- [ACTIVITIES]:
[A] In the Arizona abortion article, copy everything from "Vice President Kamala Harris speaks" down to "voters of color." word for word.
[B] Answer these questions about the Arizona abortion article:
(i) How old is the near-total abortion ban that Arizona's court ruled enforceable?
(ii) At what venue did Harris speak in Tucson?
(iii) On what day did Trump say the court had gone too far?

- [SOURCE EXTRACT]:
━━━━━━━━━━━━━━━━

USA

Harris blames Trump for abortion ban in Arizona 

Vice President Kamala Harris speaks on reproductive freedom at El Rio Neighborhood Center in Tucson, Ariz., April 12, 2024. The top court in Arizona on April 9, 2024, ruled a 160-year-old near-total ban on abortion is enforceable.

U.S. Vice President Kamala Harris on Friday blamed Republican presidential candidate Donald Trump for the loss of abortion rights in Arizona, three days after a court there upheld a 160-year-old ban on the procedure.

Arizona's conservative Supreme Court sent a shock wave through one of 2024's most competitive election states, which could swing the presidential race and determine control of the Senate.

Strategists in both parties said the ruling, which outlaws nearly all abortions, would push even Republican-leaning moderates toward Democrats, while also animating young voters and voters of color.

"We all must understand who is to blame: former President Donald Trump did this," Harris said before an audience that included reproductive health patients and providers in Tucson. "A second Trump term would be even worse ... . If Donald Trump gets the chance, he will sign a national abortion ban."

Women hold signs as they listen to Vice President Kamala Harris speak on reproductive freedom at El Rio Neighborhood Center in Tucson, Ariz., April 12, 2024.

Trump, set to face President Joe Biden again in November's election, has distanced himself from the Arizona ruling. On Wednesday, he said the court had gone too far in reviving a near-total abortion ban, even while defending the Supreme Court decision that permitted states to restrict abortion.

━━━━━━━━━━━━━━━━

- [ENTRIES SHOWN]:
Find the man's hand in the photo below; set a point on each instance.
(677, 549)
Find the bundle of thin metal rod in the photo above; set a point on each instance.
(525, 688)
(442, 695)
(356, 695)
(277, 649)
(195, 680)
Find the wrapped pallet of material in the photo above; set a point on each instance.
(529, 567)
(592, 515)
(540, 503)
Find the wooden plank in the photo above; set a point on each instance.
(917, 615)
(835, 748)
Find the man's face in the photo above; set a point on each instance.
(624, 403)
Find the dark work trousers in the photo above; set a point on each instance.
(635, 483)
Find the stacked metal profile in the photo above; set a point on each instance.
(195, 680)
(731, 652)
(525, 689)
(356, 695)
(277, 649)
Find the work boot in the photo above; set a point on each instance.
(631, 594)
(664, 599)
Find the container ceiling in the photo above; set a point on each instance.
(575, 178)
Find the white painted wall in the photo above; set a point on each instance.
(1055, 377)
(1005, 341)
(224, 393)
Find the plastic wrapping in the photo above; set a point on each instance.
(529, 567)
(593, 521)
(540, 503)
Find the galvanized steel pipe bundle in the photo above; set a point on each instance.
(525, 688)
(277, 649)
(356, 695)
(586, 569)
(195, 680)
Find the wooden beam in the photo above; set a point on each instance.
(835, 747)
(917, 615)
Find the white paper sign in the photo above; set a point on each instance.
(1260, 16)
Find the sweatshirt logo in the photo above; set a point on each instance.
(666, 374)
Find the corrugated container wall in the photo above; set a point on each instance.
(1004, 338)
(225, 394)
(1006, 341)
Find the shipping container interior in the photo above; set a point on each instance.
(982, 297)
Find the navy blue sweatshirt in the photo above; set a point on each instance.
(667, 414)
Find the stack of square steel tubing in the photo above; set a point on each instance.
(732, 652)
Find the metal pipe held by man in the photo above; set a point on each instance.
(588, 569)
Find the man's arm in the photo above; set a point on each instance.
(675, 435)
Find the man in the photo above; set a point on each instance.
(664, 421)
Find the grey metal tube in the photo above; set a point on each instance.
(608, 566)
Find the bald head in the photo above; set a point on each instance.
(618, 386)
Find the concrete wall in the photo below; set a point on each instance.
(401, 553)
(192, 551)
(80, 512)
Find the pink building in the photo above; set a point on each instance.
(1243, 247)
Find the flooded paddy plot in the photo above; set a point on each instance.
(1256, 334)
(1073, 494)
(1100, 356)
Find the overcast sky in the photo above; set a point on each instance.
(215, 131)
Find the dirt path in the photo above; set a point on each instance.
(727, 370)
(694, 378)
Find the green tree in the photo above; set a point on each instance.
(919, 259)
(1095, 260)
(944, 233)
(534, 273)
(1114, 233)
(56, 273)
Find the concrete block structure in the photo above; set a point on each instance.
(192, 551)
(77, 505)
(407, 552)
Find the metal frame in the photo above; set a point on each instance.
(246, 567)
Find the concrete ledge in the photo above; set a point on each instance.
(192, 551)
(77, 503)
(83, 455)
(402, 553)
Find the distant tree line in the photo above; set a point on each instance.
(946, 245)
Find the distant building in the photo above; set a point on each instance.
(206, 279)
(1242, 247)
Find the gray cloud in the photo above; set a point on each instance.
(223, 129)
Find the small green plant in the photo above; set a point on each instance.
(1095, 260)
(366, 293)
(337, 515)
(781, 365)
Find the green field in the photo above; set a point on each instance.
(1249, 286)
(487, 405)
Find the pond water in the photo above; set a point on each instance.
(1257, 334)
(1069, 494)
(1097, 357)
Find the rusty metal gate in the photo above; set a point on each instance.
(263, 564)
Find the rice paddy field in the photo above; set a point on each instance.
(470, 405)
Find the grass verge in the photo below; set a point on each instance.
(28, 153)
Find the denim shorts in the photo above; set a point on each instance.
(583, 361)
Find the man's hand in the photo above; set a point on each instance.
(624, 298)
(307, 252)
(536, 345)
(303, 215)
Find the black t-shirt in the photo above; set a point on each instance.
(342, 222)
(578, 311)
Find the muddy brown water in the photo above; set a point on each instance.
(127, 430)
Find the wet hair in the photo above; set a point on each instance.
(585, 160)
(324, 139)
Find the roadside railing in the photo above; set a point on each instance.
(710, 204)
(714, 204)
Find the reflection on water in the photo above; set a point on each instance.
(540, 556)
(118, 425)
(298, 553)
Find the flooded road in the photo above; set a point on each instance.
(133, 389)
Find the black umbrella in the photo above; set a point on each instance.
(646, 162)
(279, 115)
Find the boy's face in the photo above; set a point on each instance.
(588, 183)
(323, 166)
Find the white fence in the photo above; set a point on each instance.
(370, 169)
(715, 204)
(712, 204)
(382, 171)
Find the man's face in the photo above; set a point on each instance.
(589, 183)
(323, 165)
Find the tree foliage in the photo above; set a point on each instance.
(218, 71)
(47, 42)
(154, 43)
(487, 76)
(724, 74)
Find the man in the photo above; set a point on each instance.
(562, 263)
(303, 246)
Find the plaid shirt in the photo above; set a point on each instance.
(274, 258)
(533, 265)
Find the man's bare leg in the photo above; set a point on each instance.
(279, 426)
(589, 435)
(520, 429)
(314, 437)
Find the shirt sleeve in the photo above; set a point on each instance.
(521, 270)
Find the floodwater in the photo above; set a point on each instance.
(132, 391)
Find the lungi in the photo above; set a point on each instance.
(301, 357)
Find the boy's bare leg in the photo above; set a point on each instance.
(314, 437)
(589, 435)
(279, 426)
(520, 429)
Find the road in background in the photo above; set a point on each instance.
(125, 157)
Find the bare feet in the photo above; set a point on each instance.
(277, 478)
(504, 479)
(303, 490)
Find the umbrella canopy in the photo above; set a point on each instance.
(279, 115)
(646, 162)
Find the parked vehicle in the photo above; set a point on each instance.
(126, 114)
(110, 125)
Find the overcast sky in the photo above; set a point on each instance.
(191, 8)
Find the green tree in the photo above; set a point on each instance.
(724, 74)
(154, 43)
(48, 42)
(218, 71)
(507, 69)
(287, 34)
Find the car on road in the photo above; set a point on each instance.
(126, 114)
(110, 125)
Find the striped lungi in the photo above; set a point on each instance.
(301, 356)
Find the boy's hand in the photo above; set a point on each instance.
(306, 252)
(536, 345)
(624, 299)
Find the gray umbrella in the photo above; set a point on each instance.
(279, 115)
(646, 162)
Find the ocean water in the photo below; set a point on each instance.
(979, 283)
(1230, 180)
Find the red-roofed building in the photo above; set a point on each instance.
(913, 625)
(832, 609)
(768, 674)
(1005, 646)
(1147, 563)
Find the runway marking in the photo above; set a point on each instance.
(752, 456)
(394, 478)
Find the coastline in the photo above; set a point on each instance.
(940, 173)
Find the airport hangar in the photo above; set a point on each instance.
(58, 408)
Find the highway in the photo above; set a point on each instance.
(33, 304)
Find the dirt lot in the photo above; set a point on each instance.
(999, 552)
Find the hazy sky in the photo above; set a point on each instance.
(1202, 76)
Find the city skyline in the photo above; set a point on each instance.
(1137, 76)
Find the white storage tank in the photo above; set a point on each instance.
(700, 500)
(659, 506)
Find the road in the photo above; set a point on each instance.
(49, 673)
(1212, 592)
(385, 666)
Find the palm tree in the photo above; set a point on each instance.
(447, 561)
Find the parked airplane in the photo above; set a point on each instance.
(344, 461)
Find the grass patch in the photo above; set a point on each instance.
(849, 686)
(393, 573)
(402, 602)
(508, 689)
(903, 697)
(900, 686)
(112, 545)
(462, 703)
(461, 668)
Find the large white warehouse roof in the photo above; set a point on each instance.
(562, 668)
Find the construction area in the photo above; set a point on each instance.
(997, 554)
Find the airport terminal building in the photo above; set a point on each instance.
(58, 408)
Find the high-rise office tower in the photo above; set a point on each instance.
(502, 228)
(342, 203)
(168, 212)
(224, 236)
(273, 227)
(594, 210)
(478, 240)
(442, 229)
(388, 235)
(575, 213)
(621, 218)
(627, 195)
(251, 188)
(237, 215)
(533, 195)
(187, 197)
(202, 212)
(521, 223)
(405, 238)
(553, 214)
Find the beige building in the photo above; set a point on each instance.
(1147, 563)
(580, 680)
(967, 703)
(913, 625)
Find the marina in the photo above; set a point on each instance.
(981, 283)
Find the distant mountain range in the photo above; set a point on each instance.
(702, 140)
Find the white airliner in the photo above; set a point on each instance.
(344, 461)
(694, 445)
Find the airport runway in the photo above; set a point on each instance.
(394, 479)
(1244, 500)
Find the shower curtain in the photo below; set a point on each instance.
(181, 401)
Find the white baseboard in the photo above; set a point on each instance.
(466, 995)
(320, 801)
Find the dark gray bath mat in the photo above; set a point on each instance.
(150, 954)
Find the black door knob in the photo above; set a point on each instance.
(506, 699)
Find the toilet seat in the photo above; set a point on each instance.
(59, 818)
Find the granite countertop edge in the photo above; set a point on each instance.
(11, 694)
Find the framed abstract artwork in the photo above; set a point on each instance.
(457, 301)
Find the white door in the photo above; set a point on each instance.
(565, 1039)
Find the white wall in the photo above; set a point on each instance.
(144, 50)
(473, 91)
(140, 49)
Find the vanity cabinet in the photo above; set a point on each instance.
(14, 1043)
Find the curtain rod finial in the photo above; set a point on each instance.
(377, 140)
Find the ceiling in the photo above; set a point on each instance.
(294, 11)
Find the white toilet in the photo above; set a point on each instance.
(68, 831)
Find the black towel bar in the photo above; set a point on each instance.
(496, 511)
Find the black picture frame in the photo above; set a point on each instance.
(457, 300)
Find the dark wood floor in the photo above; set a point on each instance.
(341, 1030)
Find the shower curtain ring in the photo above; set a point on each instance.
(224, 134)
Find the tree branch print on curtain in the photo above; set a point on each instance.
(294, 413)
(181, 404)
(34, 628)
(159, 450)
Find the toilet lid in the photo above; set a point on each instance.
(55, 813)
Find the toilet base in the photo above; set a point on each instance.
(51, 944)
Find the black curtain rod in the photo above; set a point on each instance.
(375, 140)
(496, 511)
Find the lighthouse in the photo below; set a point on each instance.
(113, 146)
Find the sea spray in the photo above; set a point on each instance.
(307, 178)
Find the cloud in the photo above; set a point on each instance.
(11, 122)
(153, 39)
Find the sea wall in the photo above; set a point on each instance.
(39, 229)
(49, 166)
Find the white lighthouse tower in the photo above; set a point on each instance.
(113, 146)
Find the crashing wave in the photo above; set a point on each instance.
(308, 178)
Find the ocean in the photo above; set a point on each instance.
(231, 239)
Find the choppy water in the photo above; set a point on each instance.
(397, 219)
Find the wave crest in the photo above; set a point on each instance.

━━━━━━━━━━━━━━━━

- [ANSWERS TO EACH TASK]:
[A]
Vice President Kamala Harris speaks on reproductive freedom at El Rio Neighborhood Center in Tucson, Ariz., April 12, 2024. The top court in Arizona on April 9, 2024, ruled a 160-year-old near-total ban on abortion is enforceable.

U.S. Vice President Kamala Harris on Friday blamed Republican presidential candidate Donald Trump for the loss of abortion rights in Arizona, three days after a court there upheld a 160-year-old ban on the procedure.

Arizona's conservative Supreme Court sent a shock wave through one of 2024's most competitive election states, which could swing the presidential race and determine control of the Senate.

Strategists in both parties said the ruling, which outlaws nearly all abortions, would push even Republican-leaning moderates toward Democrats, while also animating young voters and voters of color.

[B]
(i) 160 years old.
(ii) El Rio Neighborhood Center.
(iii) Wednesday.